» **Task prompt**
The required output is the line containing "231, row 275." through the final line of the material below, printed exactly, with no other lines.
--- START OF Dataset ---
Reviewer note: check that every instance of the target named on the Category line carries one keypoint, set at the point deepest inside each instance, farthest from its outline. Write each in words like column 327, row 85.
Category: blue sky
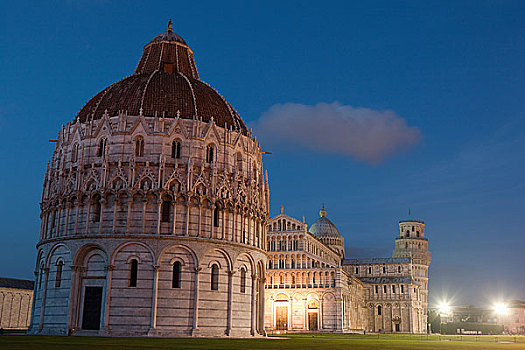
column 452, row 70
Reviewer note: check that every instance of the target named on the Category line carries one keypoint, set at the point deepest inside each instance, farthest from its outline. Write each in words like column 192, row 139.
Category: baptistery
column 154, row 210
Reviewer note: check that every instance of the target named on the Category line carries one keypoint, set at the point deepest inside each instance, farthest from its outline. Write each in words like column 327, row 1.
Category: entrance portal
column 312, row 321
column 281, row 317
column 92, row 305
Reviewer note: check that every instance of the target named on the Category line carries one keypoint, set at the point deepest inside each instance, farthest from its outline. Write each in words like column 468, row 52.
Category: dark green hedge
column 485, row 328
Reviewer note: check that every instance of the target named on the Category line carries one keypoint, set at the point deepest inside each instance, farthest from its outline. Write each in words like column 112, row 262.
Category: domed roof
column 165, row 83
column 323, row 227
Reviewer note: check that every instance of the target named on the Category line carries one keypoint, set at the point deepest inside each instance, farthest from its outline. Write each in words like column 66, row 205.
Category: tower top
column 322, row 212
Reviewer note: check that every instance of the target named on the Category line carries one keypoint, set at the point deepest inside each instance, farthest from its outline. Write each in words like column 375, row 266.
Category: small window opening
column 214, row 277
column 177, row 272
column 165, row 210
column 96, row 209
column 210, row 150
column 139, row 147
column 133, row 272
column 175, row 149
column 58, row 279
column 101, row 147
column 243, row 281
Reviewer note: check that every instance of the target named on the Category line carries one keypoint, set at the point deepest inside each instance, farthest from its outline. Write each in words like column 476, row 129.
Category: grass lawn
column 296, row 341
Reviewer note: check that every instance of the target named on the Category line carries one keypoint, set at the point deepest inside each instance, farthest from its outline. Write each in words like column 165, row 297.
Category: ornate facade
column 153, row 210
column 310, row 286
column 15, row 303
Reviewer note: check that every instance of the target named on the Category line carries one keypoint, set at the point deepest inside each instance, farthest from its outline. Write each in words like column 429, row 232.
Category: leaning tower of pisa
column 413, row 243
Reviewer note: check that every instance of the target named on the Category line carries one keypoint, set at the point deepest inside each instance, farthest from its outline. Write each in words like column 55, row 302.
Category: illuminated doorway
column 281, row 317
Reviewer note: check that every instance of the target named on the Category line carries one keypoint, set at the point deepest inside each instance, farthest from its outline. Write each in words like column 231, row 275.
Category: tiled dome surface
column 165, row 83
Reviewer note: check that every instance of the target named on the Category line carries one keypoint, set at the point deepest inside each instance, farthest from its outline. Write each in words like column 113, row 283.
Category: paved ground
column 303, row 342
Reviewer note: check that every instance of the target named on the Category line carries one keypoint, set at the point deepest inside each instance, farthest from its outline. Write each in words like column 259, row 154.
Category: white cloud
column 362, row 133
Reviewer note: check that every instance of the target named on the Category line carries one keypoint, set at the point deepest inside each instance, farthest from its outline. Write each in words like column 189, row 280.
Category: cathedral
--- END OF Dataset ---
» **Answer to the task**
Reviewer note: check that every instance of the target named on the Category line carries one keypoint, set at the point deepest inside each instance, farthest from its outline. Write each in words like column 231, row 275.
Category: tiled dome surface
column 165, row 83
Reviewer note: check that every instance of the target named on the Category line carries one keypoint, set at the point deepest inside each instance, farthest from its outline. Write each in words like column 113, row 283.
Category: paved ground
column 303, row 342
Reviewer note: check that every instance of the target named on the Category line carries one keypoint, set at the point deepest inside each instance, farthest from its outline. Write each in words like column 259, row 154.
Category: white cloud
column 362, row 133
Reviewer note: check that every instance of the target named on the Category line carries one keypoint, set at the point deepest inside each instance, farthest from its outline. Write each in words like column 189, row 280.
Category: cathedral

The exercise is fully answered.